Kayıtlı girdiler

========

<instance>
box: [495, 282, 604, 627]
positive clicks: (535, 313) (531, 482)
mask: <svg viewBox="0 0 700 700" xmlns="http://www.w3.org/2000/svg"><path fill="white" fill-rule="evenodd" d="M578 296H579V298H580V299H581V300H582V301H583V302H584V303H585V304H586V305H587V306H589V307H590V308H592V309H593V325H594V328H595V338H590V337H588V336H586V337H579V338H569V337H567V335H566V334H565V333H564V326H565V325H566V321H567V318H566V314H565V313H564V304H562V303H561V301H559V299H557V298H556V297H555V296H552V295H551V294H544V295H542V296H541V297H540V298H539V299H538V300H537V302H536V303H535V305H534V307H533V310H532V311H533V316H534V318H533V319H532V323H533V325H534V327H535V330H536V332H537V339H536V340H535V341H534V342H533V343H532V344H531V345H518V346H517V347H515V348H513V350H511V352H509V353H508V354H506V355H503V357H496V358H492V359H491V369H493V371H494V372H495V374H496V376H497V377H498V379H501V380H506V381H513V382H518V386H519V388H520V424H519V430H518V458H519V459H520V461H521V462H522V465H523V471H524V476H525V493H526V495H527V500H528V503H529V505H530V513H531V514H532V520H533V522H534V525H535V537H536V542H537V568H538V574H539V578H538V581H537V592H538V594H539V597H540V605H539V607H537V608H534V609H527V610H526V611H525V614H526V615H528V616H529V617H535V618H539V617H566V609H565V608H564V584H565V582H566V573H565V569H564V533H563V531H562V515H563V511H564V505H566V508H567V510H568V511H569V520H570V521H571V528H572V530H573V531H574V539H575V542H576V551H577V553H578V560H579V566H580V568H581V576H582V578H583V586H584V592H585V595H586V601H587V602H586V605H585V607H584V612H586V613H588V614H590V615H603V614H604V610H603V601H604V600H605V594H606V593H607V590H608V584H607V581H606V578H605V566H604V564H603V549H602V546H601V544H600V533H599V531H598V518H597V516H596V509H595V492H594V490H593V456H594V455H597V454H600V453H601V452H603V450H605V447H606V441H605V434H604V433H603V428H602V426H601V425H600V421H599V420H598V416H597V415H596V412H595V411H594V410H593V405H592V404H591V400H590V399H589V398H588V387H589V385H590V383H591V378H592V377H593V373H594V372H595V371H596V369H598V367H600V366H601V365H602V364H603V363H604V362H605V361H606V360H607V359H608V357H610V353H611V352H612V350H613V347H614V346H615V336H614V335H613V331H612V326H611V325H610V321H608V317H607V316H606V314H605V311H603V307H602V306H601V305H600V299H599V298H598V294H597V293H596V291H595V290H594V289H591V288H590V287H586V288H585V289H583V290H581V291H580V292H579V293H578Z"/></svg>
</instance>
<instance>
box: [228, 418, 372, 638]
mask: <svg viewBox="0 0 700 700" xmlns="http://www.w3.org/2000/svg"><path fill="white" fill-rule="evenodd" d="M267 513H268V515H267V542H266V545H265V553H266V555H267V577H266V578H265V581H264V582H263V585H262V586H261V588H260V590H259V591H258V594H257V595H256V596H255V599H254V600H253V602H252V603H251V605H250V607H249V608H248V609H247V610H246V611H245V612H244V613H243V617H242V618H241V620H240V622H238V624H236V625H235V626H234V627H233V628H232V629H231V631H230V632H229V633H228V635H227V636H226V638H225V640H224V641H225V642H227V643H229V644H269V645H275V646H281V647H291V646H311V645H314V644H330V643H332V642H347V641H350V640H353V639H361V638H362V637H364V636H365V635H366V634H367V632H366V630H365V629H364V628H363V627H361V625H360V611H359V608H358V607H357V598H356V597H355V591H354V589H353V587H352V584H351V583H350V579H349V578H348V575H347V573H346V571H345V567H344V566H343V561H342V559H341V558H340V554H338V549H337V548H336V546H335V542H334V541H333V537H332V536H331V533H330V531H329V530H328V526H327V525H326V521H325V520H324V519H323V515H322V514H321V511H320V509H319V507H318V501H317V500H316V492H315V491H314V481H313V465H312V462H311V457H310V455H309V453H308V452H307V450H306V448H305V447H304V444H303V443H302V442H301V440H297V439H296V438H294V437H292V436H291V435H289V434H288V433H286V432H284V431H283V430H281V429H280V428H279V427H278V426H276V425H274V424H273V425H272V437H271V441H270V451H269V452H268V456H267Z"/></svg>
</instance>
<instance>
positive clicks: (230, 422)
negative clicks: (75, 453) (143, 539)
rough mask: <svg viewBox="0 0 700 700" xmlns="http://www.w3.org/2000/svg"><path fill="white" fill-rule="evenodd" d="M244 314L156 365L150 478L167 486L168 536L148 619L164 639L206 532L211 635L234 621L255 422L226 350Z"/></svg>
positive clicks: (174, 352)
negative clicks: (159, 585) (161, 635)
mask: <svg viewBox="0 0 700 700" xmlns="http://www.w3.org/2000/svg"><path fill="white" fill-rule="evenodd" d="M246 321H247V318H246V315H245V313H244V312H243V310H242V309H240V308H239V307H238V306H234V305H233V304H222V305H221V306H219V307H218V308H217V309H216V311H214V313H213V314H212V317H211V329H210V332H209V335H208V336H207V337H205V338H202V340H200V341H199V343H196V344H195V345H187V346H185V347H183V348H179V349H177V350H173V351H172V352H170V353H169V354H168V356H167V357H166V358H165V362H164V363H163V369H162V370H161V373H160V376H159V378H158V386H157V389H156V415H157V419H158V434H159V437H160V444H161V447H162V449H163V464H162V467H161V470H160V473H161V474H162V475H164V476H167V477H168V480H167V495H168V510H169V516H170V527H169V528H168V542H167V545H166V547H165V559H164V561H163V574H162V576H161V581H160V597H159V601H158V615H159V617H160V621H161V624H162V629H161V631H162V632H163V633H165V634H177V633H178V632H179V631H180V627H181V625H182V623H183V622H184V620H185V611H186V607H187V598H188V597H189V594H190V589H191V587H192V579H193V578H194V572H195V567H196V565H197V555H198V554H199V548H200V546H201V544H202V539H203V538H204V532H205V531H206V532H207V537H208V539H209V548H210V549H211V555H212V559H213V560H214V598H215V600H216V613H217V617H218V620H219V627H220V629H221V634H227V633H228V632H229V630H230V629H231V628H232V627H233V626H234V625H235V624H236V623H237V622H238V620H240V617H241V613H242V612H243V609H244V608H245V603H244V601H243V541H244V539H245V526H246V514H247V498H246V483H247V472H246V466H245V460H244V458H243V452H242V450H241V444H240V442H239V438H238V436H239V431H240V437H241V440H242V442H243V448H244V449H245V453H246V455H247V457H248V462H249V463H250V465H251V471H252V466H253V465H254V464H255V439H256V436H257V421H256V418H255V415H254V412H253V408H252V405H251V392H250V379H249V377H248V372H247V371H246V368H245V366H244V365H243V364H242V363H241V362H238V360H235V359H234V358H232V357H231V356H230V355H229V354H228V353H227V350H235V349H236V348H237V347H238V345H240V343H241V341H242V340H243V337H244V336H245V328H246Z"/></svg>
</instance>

========

Yapılacak iş – Yukarıdaki satırların hepsini, hiçbir şeyini değiştirmeden yeniden verir misin?

Yazılı cevap –
<instance>
box: [495, 282, 604, 627]
positive clicks: (535, 313) (531, 482)
mask: <svg viewBox="0 0 700 700" xmlns="http://www.w3.org/2000/svg"><path fill="white" fill-rule="evenodd" d="M578 296H579V298H580V299H581V300H582V301H583V302H584V303H585V304H586V305H587V306H589V307H590V308H592V309H593V325H594V328H595V338H590V337H588V336H586V337H579V338H569V337H567V335H566V334H565V333H564V326H565V325H566V321H567V318H566V314H565V313H564V304H562V303H561V301H559V299H557V298H556V297H555V296H552V295H551V294H544V295H542V296H541V297H540V298H539V299H538V300H537V302H536V303H535V305H534V307H533V310H532V311H533V316H534V318H533V319H532V323H533V325H534V327H535V330H536V332H537V339H536V340H535V341H534V342H533V343H532V344H531V345H518V346H517V347H515V348H513V350H511V352H509V353H508V354H506V355H503V357H496V358H492V359H491V369H493V371H494V372H495V374H496V376H497V377H498V379H501V380H506V381H513V382H518V386H519V388H520V424H519V430H518V458H519V459H520V461H521V462H522V465H523V471H524V476H525V493H526V495H527V500H528V503H529V505H530V513H531V514H532V520H533V522H534V525H535V537H536V542H537V568H538V574H539V578H538V581H537V592H538V594H539V597H540V605H539V607H537V608H534V609H527V610H526V611H525V614H526V615H528V616H529V617H535V618H539V617H566V609H565V608H564V584H565V582H566V573H565V569H564V533H563V531H562V515H563V511H564V505H566V508H567V510H568V511H569V520H570V521H571V528H572V530H573V531H574V539H575V542H576V551H577V553H578V560H579V566H580V568H581V576H582V578H583V586H584V592H585V595H586V601H587V602H586V605H585V607H584V612H586V613H588V614H590V615H603V614H604V610H603V601H604V600H605V594H606V593H607V590H608V584H607V581H606V578H605V566H604V564H603V549H602V546H601V544H600V533H599V531H598V518H597V516H596V509H595V492H594V490H593V456H594V455H597V454H600V453H601V452H603V450H605V447H606V441H605V434H604V433H603V428H602V426H601V425H600V421H599V420H598V416H597V415H596V412H595V411H594V410H593V405H592V404H591V400H590V399H589V398H588V387H589V385H590V383H591V378H592V377H593V373H594V372H595V371H596V369H598V367H600V366H601V365H602V364H603V363H604V362H605V361H606V360H607V359H608V357H610V353H611V352H612V350H613V347H614V346H615V336H614V335H613V331H612V326H611V325H610V321H608V317H607V316H606V314H605V311H603V307H602V306H601V305H600V299H599V298H598V294H597V293H596V291H595V290H594V289H591V288H590V287H586V288H585V289H583V290H581V291H580V292H579V293H578Z"/></svg>
</instance>
<instance>
box: [228, 418, 372, 638]
mask: <svg viewBox="0 0 700 700" xmlns="http://www.w3.org/2000/svg"><path fill="white" fill-rule="evenodd" d="M267 513H268V515H267V542H266V545H265V553H266V555H267V577H266V578H265V581H264V582H263V585H262V586H261V588H260V590H259V591H258V594H257V595H256V596H255V599H254V600H253V602H252V603H251V605H250V607H249V608H248V609H247V610H246V611H245V612H244V613H243V617H242V618H241V620H240V622H238V624H236V625H235V626H234V627H233V628H232V629H231V631H230V632H229V633H228V635H227V636H226V638H225V640H224V641H225V642H227V643H229V644H269V645H275V646H281V647H291V646H311V645H314V644H330V643H332V642H347V641H350V640H353V639H361V638H362V637H364V636H365V635H366V634H367V632H366V630H365V629H364V628H363V627H361V625H360V611H359V608H358V607H357V598H356V597H355V591H354V589H353V587H352V584H351V583H350V579H349V578H348V575H347V573H346V571H345V567H344V566H343V561H342V559H341V558H340V554H338V549H337V548H336V546H335V542H334V541H333V537H332V536H331V533H330V531H329V530H328V526H327V525H326V521H325V520H324V519H323V515H322V514H321V511H320V509H319V507H318V501H317V500H316V492H315V491H314V481H313V465H312V462H311V457H310V455H309V453H308V452H307V450H306V448H305V447H304V444H303V443H302V442H301V440H297V439H296V438H294V437H292V436H291V435H289V434H288V433H286V432H284V431H283V430H281V429H280V428H279V427H278V426H276V425H274V424H273V425H272V437H271V441H270V451H269V452H268V456H267Z"/></svg>
</instance>
<instance>
positive clicks: (230, 422)
negative clicks: (75, 453) (143, 539)
rough mask: <svg viewBox="0 0 700 700" xmlns="http://www.w3.org/2000/svg"><path fill="white" fill-rule="evenodd" d="M244 314L156 365L150 478L167 486L168 536L148 619L164 639L206 532L211 635L234 621L255 422L226 350Z"/></svg>
positive clicks: (174, 352)
negative clicks: (159, 585) (161, 635)
mask: <svg viewBox="0 0 700 700" xmlns="http://www.w3.org/2000/svg"><path fill="white" fill-rule="evenodd" d="M246 321H247V318H246V315H245V313H244V312H243V310H242V309H240V308H239V307H238V306H234V305H233V304H222V305H221V306H219V307H218V308H217V309H216V311H214V313H213V314H212V317H211V329H210V332H209V335H208V336H207V337H205V338H202V340H200V341H199V343H196V344H195V345H187V346H185V347H183V348H179V349H177V350H173V351H172V352H170V353H169V354H168V356H167V357H166V358H165V362H164V363H163V369H162V370H161V373H160V376H159V378H158V386H157V389H156V415H157V419H158V434H159V437H160V444H161V447H162V449H163V464H162V467H161V470H160V473H161V474H162V475H164V476H167V477H168V480H167V495H168V510H169V516H170V527H169V528H168V542H167V545H166V547H165V559H164V561H163V574H162V576H161V581H160V597H159V601H158V615H159V617H160V621H161V624H162V629H161V631H162V632H163V633H165V634H177V633H178V632H179V631H180V627H181V625H182V623H183V622H184V620H185V611H186V607H187V598H188V597H189V594H190V589H191V587H192V579H193V578H194V572H195V567H196V565H197V555H198V554H199V548H200V546H201V544H202V539H203V538H204V532H205V531H206V532H207V537H208V539H209V548H210V549H211V555H212V559H213V560H214V598H215V600H216V613H217V617H218V620H219V627H220V629H221V634H227V633H228V632H229V630H230V629H231V628H232V627H233V626H234V625H235V624H236V623H237V622H238V620H240V617H241V613H242V612H243V609H244V608H245V603H244V601H243V541H244V539H245V526H246V514H247V498H246V483H247V472H246V466H245V460H244V458H243V452H242V450H241V444H240V442H239V438H238V436H239V431H240V437H241V440H242V442H243V448H244V449H245V453H246V455H247V457H248V462H249V463H250V465H251V471H252V466H253V465H254V464H255V439H256V436H257V421H256V418H255V415H254V412H253V408H252V405H251V392H250V379H249V377H248V372H247V371H246V368H245V366H244V365H243V364H242V363H241V362H238V360H235V359H234V358H232V357H231V356H230V355H229V354H228V353H227V350H235V349H236V348H237V347H238V345H240V343H241V341H242V340H243V337H244V336H245V328H246Z"/></svg>
</instance>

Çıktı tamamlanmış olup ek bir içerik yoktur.